Named object pointing entries:
^^^^

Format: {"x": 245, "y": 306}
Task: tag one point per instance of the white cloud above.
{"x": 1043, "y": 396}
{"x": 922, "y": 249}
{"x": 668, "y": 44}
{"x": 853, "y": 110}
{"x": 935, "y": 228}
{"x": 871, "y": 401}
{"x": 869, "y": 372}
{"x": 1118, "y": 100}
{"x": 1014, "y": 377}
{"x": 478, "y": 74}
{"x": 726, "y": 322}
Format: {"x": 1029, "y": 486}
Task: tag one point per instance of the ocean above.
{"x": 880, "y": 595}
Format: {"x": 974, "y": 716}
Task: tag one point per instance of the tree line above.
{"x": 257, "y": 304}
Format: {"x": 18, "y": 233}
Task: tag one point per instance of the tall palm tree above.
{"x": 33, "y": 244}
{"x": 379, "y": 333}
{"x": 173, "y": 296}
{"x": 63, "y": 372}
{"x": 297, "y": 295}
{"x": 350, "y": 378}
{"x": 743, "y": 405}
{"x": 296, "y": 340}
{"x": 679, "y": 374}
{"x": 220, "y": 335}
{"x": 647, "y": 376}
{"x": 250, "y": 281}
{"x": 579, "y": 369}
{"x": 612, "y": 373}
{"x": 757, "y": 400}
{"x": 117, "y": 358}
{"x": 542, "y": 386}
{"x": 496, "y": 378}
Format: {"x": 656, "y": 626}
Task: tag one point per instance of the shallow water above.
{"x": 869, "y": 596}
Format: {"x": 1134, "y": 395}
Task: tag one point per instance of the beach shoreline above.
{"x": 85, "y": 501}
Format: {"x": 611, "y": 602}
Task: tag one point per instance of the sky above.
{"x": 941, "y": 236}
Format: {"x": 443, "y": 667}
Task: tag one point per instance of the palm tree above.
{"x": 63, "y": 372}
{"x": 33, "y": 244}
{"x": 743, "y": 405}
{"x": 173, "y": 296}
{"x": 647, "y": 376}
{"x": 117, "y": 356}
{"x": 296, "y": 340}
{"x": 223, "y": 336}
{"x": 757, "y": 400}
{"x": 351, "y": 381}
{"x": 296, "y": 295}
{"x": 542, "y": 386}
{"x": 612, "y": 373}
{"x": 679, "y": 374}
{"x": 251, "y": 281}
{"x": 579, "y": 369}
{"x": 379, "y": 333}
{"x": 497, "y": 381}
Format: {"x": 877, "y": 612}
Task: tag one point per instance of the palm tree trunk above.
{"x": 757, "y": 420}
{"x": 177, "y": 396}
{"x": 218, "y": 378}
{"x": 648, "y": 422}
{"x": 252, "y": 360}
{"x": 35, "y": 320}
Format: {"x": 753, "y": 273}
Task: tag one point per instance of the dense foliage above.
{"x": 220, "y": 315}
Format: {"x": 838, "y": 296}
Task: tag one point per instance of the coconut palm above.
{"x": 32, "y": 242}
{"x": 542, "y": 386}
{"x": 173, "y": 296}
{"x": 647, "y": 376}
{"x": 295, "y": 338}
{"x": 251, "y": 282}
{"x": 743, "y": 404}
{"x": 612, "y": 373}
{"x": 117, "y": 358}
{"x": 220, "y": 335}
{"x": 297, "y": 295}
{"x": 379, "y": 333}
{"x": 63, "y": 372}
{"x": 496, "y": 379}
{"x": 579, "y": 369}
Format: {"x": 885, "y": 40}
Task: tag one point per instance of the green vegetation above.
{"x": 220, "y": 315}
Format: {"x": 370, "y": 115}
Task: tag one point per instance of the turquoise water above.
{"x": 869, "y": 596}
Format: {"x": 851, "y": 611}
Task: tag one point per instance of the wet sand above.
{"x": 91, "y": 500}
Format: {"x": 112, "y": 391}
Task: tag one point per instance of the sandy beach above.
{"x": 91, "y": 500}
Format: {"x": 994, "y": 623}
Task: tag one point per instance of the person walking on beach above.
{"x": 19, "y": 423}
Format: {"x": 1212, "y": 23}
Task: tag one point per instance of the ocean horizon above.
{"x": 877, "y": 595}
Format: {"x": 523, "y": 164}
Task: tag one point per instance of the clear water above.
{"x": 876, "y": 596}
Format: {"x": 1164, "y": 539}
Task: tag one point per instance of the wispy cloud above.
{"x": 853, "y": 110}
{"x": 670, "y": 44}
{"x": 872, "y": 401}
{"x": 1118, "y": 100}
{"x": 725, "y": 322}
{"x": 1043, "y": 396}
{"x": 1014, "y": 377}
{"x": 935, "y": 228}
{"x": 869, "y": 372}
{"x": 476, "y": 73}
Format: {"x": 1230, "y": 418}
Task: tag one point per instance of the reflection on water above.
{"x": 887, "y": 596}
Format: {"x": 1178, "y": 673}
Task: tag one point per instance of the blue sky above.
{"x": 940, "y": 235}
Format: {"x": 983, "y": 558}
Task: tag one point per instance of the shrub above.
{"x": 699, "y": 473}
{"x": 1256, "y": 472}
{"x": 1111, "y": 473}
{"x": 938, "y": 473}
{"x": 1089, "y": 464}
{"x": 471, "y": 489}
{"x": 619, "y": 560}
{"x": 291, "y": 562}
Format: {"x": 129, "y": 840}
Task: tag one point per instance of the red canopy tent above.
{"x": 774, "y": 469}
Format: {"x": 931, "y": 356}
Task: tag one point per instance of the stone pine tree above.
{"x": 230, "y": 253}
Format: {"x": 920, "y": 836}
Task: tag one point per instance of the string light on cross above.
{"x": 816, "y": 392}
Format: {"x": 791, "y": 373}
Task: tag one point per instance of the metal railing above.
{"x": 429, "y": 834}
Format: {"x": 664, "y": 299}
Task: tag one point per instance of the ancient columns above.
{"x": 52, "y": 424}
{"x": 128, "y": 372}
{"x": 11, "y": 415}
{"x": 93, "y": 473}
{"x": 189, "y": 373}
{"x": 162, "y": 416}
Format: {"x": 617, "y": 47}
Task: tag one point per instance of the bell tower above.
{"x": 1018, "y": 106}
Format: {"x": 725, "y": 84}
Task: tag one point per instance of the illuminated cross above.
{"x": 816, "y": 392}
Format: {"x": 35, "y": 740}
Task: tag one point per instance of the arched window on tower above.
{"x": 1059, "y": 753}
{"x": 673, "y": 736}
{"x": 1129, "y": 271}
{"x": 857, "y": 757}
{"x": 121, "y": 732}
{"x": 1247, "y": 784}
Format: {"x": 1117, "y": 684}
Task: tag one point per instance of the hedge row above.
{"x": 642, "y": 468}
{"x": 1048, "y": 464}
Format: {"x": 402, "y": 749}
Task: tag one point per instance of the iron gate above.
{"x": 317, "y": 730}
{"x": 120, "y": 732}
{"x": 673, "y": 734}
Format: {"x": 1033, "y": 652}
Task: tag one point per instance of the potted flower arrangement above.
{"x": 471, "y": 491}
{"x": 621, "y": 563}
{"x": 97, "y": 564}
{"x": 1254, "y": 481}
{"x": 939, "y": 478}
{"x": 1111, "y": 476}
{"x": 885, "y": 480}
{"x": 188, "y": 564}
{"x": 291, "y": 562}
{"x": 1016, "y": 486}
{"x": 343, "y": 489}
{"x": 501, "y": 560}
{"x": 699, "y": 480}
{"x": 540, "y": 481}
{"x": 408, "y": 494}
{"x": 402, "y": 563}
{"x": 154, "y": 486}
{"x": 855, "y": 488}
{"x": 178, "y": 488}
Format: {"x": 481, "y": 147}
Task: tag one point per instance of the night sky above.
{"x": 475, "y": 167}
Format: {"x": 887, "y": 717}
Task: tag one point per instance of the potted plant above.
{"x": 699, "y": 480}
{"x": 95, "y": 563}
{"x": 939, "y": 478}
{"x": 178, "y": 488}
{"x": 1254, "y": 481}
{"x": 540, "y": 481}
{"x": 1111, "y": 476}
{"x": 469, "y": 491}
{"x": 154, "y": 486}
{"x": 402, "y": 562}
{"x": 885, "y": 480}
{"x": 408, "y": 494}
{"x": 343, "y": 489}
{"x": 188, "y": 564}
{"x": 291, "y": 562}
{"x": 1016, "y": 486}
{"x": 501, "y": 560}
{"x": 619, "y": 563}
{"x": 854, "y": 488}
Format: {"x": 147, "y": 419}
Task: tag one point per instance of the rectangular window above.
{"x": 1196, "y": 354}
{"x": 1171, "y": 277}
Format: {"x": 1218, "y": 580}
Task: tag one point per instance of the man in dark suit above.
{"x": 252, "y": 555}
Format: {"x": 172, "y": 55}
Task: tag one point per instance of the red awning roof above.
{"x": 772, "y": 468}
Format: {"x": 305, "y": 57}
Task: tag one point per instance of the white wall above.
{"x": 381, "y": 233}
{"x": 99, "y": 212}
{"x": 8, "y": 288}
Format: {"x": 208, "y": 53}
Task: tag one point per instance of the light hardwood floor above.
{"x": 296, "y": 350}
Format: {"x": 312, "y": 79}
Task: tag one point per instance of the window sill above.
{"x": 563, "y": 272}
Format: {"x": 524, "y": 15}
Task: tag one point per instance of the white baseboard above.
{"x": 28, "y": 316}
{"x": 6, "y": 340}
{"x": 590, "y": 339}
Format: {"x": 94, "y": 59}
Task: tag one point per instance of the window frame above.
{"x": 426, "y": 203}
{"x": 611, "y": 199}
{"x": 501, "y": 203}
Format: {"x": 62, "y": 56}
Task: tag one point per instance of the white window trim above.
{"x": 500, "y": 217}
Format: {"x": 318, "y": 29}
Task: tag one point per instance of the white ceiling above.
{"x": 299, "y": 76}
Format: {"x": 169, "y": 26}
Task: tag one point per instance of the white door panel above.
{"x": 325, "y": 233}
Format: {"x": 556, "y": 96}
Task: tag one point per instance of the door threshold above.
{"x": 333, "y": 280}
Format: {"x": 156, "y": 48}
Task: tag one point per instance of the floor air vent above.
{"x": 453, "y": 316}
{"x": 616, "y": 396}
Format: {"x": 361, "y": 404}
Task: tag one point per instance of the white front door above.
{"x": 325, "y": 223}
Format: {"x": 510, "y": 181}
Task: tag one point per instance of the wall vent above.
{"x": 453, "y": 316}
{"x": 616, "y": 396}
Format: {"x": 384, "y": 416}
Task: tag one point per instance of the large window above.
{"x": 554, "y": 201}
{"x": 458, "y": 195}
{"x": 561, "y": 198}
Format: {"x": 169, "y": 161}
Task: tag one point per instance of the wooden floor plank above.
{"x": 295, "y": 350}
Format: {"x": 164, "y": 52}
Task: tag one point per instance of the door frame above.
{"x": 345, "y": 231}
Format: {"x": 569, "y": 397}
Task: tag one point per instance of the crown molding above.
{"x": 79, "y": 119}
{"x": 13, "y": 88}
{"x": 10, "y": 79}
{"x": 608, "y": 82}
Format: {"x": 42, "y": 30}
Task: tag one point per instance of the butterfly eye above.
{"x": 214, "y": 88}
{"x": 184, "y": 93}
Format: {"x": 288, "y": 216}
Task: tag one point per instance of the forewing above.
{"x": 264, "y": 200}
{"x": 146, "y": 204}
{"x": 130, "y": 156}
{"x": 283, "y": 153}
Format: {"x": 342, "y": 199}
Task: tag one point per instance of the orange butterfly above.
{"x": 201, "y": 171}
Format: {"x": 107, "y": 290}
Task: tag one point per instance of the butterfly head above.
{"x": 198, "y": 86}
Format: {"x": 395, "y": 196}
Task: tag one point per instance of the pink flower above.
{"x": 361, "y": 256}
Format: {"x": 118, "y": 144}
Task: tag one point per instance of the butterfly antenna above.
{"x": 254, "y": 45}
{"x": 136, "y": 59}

^^^^

■ **PROMPT**: Locate each line in the entries above that contains the string "cross" and copy those lines out in full. Treat the match as case-sensitive.

■ **THE SOLUTION**:
Task: tag one point per instance of the string light on cross above.
Task: tag one point per instance of the illuminated cross above.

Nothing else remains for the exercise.